SET PROBLEM: Reproduce all entries word for word.

#### INFORMATION SHOWN ####

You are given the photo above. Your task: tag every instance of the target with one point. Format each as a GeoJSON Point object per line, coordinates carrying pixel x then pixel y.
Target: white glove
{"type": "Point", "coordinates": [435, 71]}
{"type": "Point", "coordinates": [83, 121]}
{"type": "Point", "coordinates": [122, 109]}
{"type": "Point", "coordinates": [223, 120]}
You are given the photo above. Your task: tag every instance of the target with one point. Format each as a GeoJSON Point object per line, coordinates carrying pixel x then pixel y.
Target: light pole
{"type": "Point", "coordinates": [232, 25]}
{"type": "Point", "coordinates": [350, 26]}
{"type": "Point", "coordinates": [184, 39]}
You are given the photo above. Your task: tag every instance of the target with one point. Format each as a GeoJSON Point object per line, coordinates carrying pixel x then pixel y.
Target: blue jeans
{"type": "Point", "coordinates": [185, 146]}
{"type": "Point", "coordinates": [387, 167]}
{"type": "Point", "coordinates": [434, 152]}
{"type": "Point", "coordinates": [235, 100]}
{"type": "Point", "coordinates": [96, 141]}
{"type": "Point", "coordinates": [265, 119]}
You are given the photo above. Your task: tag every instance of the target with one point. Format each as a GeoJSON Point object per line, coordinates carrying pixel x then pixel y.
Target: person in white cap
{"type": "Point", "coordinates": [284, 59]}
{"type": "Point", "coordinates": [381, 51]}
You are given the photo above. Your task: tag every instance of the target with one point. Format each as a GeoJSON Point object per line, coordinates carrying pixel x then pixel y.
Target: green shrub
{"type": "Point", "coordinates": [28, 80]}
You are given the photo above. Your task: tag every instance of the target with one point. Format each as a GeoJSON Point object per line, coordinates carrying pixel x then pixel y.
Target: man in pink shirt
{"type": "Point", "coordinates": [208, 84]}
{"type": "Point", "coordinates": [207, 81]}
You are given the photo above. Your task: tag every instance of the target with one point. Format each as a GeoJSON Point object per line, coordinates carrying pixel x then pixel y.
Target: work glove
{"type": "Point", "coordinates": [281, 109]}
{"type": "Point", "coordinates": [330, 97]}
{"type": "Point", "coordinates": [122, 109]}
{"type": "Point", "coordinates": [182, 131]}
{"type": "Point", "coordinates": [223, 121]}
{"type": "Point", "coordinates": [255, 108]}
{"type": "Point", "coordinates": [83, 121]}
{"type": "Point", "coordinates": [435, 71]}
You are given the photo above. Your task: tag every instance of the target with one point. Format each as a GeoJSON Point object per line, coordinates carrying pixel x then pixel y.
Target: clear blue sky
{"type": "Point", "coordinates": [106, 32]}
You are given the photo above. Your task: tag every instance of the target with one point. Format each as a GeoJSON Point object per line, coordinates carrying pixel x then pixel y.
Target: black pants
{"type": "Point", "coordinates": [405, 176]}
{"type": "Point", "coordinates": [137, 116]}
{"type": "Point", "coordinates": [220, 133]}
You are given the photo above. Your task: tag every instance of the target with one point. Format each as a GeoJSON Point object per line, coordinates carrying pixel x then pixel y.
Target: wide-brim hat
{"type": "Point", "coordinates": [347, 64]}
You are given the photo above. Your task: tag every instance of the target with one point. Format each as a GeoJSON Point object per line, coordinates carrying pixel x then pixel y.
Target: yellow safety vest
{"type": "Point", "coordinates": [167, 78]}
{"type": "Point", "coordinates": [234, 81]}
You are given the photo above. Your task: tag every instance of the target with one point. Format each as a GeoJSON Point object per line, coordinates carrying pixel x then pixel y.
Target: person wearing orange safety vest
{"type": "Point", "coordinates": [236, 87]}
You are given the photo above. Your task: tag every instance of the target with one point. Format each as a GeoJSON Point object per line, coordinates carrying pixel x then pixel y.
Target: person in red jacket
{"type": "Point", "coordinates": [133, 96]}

####

FULL RESPONSE:
You are given the photo above. Your task: tag every instance of the target with one point. Format each as a GeoJSON Point object per line, coordinates carrying pixel x then pixel y.
Target: white glove
{"type": "Point", "coordinates": [435, 71]}
{"type": "Point", "coordinates": [83, 121]}
{"type": "Point", "coordinates": [122, 109]}
{"type": "Point", "coordinates": [223, 120]}
You are given the photo above. Your task: tag every instance of the target with one point. Format each as a GeoJSON Point object per line, coordinates carrying pixel x then pixel y.
Target: light pole
{"type": "Point", "coordinates": [232, 25]}
{"type": "Point", "coordinates": [350, 26]}
{"type": "Point", "coordinates": [184, 39]}
You are given the photo above. Your task: tag every instance of the target with one point. Format each as a GeoJSON Point object per line, coordinates carrying pixel x then pixel y.
Target: blue jeans
{"type": "Point", "coordinates": [185, 146]}
{"type": "Point", "coordinates": [387, 167]}
{"type": "Point", "coordinates": [434, 152]}
{"type": "Point", "coordinates": [235, 100]}
{"type": "Point", "coordinates": [96, 141]}
{"type": "Point", "coordinates": [265, 119]}
You are given the photo above. Your task: tag every instance of the target with one point. Format each as a GeoJSON Point object per line, coordinates carrying pixel x then pixel y.
Target: person in white cap
{"type": "Point", "coordinates": [284, 59]}
{"type": "Point", "coordinates": [381, 51]}
You are given the photo above. Your task: tag every instance of the target with one point. Format each as a GeoJSON Point object per line, coordinates carrying pixel x then pixel y.
Target: green shrub
{"type": "Point", "coordinates": [28, 80]}
You are given the photo above. Your task: tag every instance of the target with one point. Format each as a GeoJSON Point object per line, coordinates carrying pixel x then pixel y.
Target: man in pink shirt
{"type": "Point", "coordinates": [208, 84]}
{"type": "Point", "coordinates": [207, 81]}
You are given the photo above. Your task: tag every instance of the target with one point. Format each as a GeoJSON Point object per line, coordinates carrying pixel x then pixel y.
Target: work glove
{"type": "Point", "coordinates": [281, 109]}
{"type": "Point", "coordinates": [330, 97]}
{"type": "Point", "coordinates": [122, 109]}
{"type": "Point", "coordinates": [182, 131]}
{"type": "Point", "coordinates": [223, 121]}
{"type": "Point", "coordinates": [255, 108]}
{"type": "Point", "coordinates": [83, 121]}
{"type": "Point", "coordinates": [435, 71]}
You are given the photo above. Your task: tag every instance of the target with one point. Format each as a GeoJSON Point object per line, coordinates carrying pixel x then pixel y.
Target: clear blue sky
{"type": "Point", "coordinates": [106, 32]}
You are given the photo above. Your task: tag every instance of the target with one point. Format each as a GeoJSON Point object per line, coordinates carrying pixel x then pixel y.
Target: black pants
{"type": "Point", "coordinates": [405, 176]}
{"type": "Point", "coordinates": [137, 116]}
{"type": "Point", "coordinates": [220, 133]}
You are given the photo above. Your task: tag every instance of the target with one point. Format each as a GeoJSON Point object per line, coordinates carrying pixel x then pixel y.
Target: wide-brim hat
{"type": "Point", "coordinates": [347, 64]}
You are given the photo above. Your task: tag every instance of the target with one point. Format each as a GeoJSON Point object per line, coordinates carrying pixel x then pixel y.
Target: yellow safety vest
{"type": "Point", "coordinates": [167, 78]}
{"type": "Point", "coordinates": [234, 81]}
You are given the photo above. Your task: tag every instance of the target with one point. Format each as a GeoJSON Point object per line, coordinates carrying pixel x then pixel y.
Target: person wearing orange safety vest
{"type": "Point", "coordinates": [236, 87]}
You are given the photo above. Your task: tag every instance of the target with one point. Format each as a GeoJSON Point object per line, coordinates carrying pixel x then pixel y.
Target: person in red jacket
{"type": "Point", "coordinates": [133, 96]}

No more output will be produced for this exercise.